To do: Restate the records below word for word, and omit the images they hold.

Stored records:

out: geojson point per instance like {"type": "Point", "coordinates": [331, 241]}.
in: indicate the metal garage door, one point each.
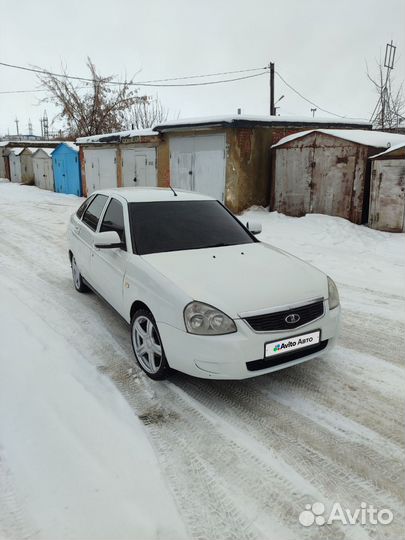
{"type": "Point", "coordinates": [101, 169]}
{"type": "Point", "coordinates": [198, 164]}
{"type": "Point", "coordinates": [139, 167]}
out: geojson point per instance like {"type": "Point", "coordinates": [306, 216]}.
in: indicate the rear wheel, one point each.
{"type": "Point", "coordinates": [77, 277]}
{"type": "Point", "coordinates": [147, 345]}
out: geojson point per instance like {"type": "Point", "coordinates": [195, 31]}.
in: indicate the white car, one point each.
{"type": "Point", "coordinates": [202, 294]}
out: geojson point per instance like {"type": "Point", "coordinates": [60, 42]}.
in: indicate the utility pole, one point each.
{"type": "Point", "coordinates": [272, 109]}
{"type": "Point", "coordinates": [45, 126]}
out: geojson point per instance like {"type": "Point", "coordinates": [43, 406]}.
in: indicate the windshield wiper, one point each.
{"type": "Point", "coordinates": [220, 244]}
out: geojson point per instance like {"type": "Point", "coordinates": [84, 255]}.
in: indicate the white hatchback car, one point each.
{"type": "Point", "coordinates": [202, 294]}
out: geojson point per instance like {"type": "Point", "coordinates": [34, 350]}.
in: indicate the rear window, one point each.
{"type": "Point", "coordinates": [83, 207]}
{"type": "Point", "coordinates": [157, 227]}
{"type": "Point", "coordinates": [93, 212]}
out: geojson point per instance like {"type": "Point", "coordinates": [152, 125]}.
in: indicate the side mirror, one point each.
{"type": "Point", "coordinates": [254, 227]}
{"type": "Point", "coordinates": [107, 240]}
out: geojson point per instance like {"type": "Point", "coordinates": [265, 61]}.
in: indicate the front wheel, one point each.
{"type": "Point", "coordinates": [77, 277]}
{"type": "Point", "coordinates": [147, 345]}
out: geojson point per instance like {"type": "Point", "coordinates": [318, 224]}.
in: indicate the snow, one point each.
{"type": "Point", "coordinates": [377, 139]}
{"type": "Point", "coordinates": [390, 150]}
{"type": "Point", "coordinates": [91, 448]}
{"type": "Point", "coordinates": [118, 135]}
{"type": "Point", "coordinates": [230, 119]}
{"type": "Point", "coordinates": [17, 151]}
{"type": "Point", "coordinates": [47, 151]}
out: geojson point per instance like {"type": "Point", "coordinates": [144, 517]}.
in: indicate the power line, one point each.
{"type": "Point", "coordinates": [308, 100]}
{"type": "Point", "coordinates": [21, 91]}
{"type": "Point", "coordinates": [149, 83]}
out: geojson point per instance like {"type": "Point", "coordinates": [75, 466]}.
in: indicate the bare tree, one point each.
{"type": "Point", "coordinates": [146, 113]}
{"type": "Point", "coordinates": [89, 108]}
{"type": "Point", "coordinates": [390, 108]}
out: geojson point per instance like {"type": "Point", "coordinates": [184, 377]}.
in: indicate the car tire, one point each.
{"type": "Point", "coordinates": [77, 277]}
{"type": "Point", "coordinates": [147, 345]}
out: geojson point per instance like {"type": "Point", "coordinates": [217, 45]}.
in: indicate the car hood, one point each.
{"type": "Point", "coordinates": [243, 278]}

Full response:
out: geojson point per instance like {"type": "Point", "coordinates": [331, 241]}.
in: indicate the metal garage door, one point each.
{"type": "Point", "coordinates": [101, 169]}
{"type": "Point", "coordinates": [198, 164]}
{"type": "Point", "coordinates": [139, 167]}
out: geojson point per instance like {"type": "Point", "coordinates": [306, 216]}.
in: indicate the rear wheel, one point each.
{"type": "Point", "coordinates": [77, 277]}
{"type": "Point", "coordinates": [147, 345]}
out: geojson point per instance like {"type": "Point", "coordinates": [195, 31]}.
in: indicate the white car, one point each.
{"type": "Point", "coordinates": [202, 294]}
out: geojson point per instance like {"type": "Point", "coordinates": [60, 42]}.
in: indicate the utility pole, one point each.
{"type": "Point", "coordinates": [272, 109]}
{"type": "Point", "coordinates": [45, 126]}
out: geojson point per instance like {"type": "Point", "coordinates": [43, 406]}.
in: indicate the windshield wiper, one point each.
{"type": "Point", "coordinates": [220, 244]}
out: geojson point per instance like {"type": "Point", "coordinates": [84, 255]}.
in: indicate the white hatchback car, one point each.
{"type": "Point", "coordinates": [202, 294]}
out: geojson point per instance like {"type": "Point", "coordinates": [34, 350]}.
in: indicate the rear window, one point each.
{"type": "Point", "coordinates": [83, 207]}
{"type": "Point", "coordinates": [157, 227]}
{"type": "Point", "coordinates": [93, 212]}
out: geojson point per instance like {"type": "Point", "coordinates": [152, 125]}.
in: indicate the side mirror, one point each.
{"type": "Point", "coordinates": [254, 227]}
{"type": "Point", "coordinates": [107, 240]}
out: geojson point per instance like {"type": "Point", "coordinates": [265, 61]}.
in: indicate the front wheel, one point each.
{"type": "Point", "coordinates": [77, 277]}
{"type": "Point", "coordinates": [147, 345]}
out: geojson point per instance like {"type": "Point", "coordinates": [318, 224]}.
in: indicate the snow, one point each.
{"type": "Point", "coordinates": [377, 139]}
{"type": "Point", "coordinates": [390, 150]}
{"type": "Point", "coordinates": [91, 448]}
{"type": "Point", "coordinates": [118, 135]}
{"type": "Point", "coordinates": [230, 119]}
{"type": "Point", "coordinates": [17, 151]}
{"type": "Point", "coordinates": [47, 151]}
out: geojson point per instance like {"type": "Point", "coordinates": [144, 517]}.
in: indicate the power line, one point each.
{"type": "Point", "coordinates": [308, 100]}
{"type": "Point", "coordinates": [21, 91]}
{"type": "Point", "coordinates": [149, 83]}
out: geojson point per instance like {"type": "Point", "coordinates": [75, 466]}.
in: indicate the bare tree, one point each.
{"type": "Point", "coordinates": [146, 113]}
{"type": "Point", "coordinates": [89, 108]}
{"type": "Point", "coordinates": [390, 108]}
out: geojson point per instance like {"type": "Point", "coordinates": [184, 377]}.
in: indicate the car tire, one point each.
{"type": "Point", "coordinates": [77, 277]}
{"type": "Point", "coordinates": [147, 345]}
out: geojson point per instance like {"type": "Point", "coordinates": [217, 45]}.
in: indicate the car hood, one point each.
{"type": "Point", "coordinates": [243, 278]}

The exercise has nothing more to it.